▸ SET PROBLEM: Look for the line containing "Place one marker on each instance of the tamarin's" in the listing below. Retype that line and every subsequent line through the last one, and only those.
Begin INFORMATION SHOWN
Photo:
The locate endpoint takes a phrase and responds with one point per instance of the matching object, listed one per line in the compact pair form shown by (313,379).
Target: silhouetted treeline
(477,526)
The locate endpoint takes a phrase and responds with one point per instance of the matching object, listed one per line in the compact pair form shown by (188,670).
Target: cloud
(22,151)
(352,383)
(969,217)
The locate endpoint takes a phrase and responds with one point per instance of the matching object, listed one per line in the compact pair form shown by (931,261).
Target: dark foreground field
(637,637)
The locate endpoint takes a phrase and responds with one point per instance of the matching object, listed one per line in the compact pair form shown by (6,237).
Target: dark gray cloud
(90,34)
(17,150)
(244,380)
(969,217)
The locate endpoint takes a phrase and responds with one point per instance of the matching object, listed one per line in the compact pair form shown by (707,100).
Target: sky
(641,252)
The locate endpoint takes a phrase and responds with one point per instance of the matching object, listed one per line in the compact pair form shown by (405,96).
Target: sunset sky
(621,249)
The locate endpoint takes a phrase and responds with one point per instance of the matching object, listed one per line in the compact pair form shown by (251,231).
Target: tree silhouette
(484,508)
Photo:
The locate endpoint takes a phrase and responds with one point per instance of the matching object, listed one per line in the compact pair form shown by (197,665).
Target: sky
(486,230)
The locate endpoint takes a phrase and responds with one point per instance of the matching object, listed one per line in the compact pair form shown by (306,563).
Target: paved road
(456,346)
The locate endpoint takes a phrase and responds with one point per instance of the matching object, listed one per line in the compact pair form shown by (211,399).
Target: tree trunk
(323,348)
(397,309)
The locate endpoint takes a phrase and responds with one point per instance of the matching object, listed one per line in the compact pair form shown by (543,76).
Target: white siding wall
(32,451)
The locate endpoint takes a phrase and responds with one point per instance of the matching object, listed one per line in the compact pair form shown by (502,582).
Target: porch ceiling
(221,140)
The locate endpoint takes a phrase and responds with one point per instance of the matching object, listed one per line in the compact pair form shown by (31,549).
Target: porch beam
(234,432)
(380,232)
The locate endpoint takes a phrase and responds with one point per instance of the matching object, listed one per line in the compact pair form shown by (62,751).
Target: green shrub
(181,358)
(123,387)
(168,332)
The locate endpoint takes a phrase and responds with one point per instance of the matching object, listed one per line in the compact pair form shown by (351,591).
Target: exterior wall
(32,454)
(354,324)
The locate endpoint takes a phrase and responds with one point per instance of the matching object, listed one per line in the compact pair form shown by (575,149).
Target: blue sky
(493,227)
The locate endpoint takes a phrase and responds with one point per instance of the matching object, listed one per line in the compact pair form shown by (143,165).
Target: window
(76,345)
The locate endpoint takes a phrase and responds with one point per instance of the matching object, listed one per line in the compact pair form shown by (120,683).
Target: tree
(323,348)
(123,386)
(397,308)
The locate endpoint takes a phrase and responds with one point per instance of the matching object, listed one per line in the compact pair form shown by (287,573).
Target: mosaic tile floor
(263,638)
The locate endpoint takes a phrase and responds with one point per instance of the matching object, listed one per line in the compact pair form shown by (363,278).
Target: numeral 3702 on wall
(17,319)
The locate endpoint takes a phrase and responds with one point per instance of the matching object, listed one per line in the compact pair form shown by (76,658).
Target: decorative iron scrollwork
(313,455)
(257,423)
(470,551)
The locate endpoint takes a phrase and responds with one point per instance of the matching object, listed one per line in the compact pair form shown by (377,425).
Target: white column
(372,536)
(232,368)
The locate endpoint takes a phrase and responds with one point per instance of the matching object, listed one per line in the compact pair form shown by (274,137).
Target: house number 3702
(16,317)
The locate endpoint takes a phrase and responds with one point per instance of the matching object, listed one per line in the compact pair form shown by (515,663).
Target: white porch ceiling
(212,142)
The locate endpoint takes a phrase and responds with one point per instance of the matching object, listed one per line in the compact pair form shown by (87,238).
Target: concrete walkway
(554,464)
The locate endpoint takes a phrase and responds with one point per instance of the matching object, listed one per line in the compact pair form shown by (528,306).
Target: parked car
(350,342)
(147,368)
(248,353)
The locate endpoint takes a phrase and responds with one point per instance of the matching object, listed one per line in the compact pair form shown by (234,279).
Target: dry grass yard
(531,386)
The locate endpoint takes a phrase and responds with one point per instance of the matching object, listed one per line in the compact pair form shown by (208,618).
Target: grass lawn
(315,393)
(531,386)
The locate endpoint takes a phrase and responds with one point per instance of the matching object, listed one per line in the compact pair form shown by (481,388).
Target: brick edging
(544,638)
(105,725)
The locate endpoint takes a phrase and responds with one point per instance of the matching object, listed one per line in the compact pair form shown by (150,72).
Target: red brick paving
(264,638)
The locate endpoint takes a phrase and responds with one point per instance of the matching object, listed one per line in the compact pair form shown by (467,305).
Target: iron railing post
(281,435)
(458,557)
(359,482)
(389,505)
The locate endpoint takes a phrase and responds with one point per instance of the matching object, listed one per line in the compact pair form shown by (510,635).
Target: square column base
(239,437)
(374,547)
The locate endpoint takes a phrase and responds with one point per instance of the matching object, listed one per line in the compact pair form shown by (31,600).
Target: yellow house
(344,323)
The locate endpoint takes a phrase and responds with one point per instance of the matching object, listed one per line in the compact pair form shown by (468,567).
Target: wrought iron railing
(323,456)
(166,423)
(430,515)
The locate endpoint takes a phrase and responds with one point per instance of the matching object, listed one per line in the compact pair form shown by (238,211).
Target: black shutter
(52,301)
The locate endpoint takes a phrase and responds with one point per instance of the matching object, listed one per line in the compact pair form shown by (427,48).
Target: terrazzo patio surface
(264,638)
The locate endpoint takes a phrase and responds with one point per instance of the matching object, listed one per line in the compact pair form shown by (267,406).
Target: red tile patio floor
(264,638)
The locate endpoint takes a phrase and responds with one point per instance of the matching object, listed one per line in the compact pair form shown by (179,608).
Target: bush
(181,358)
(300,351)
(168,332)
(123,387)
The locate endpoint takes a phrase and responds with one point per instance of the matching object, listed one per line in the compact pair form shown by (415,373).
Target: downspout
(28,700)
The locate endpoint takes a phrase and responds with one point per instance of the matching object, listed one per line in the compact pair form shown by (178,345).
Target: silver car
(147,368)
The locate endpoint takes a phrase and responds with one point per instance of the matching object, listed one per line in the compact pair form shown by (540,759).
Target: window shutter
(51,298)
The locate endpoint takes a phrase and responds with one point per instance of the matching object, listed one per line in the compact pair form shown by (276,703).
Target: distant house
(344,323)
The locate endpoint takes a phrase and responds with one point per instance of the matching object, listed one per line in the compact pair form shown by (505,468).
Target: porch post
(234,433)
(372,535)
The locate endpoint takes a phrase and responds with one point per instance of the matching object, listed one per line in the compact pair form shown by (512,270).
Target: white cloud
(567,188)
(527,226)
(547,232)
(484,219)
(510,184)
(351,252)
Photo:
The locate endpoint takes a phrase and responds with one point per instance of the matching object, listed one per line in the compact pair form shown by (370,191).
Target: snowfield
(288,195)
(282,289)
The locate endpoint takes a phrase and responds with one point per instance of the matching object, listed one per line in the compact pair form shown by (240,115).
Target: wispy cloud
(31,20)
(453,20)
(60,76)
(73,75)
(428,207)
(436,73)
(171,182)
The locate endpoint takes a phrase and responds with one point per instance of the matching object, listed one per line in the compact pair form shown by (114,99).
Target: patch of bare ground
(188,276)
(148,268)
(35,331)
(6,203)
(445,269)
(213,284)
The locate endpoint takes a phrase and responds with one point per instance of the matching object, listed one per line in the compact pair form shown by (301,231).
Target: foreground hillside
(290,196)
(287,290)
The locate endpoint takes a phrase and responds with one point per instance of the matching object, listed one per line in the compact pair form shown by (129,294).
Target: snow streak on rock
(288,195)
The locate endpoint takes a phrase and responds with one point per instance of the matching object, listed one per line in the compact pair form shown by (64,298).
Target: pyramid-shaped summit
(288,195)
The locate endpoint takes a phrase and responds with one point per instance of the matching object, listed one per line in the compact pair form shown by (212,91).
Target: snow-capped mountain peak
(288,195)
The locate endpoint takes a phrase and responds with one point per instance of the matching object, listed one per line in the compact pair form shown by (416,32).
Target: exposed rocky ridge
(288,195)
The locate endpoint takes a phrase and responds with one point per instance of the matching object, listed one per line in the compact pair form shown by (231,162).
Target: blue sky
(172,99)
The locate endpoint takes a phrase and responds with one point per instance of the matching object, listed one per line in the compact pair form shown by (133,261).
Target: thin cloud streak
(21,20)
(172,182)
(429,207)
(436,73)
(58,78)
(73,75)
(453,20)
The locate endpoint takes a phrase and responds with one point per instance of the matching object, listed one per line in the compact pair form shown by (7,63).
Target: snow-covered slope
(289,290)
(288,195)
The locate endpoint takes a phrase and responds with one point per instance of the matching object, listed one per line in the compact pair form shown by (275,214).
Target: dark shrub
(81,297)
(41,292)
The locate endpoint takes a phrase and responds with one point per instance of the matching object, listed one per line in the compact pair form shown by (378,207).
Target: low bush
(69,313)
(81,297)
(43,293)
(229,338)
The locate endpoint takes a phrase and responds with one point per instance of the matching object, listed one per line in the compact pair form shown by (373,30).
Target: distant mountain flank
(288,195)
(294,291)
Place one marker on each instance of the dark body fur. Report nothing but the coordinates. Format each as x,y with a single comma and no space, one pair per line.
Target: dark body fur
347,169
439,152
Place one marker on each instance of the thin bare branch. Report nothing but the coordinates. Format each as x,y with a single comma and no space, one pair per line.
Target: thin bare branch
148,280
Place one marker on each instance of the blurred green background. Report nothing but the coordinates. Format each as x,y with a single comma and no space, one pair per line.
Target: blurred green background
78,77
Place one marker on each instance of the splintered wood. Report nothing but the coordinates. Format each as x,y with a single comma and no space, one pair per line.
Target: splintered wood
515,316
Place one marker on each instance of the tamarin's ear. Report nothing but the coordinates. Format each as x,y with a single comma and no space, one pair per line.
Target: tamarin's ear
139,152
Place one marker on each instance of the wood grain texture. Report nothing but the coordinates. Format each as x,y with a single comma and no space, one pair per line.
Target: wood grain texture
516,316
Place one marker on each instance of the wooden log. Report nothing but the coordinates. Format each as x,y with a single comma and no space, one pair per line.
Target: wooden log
End INFORMATION SHOWN
▸ COMPLETE ANSWER:
Place one marker on each instance of the tamarin's ear. Report nothing but the coordinates. Format each as x,y with a single comma and no space, one pair per line.
Target: tamarin's ear
139,152
Place one marker on each instance of the wood grain texture. Report nothing but the coordinates. Format each as x,y with a single comma and no space, one pair per line.
Target: wood grain texture
516,316
Place one marker on each instance of the wooden log. Report nothing but the coordinates. Format each as x,y with a single comma and no space, one pair per line.
Target: wooden log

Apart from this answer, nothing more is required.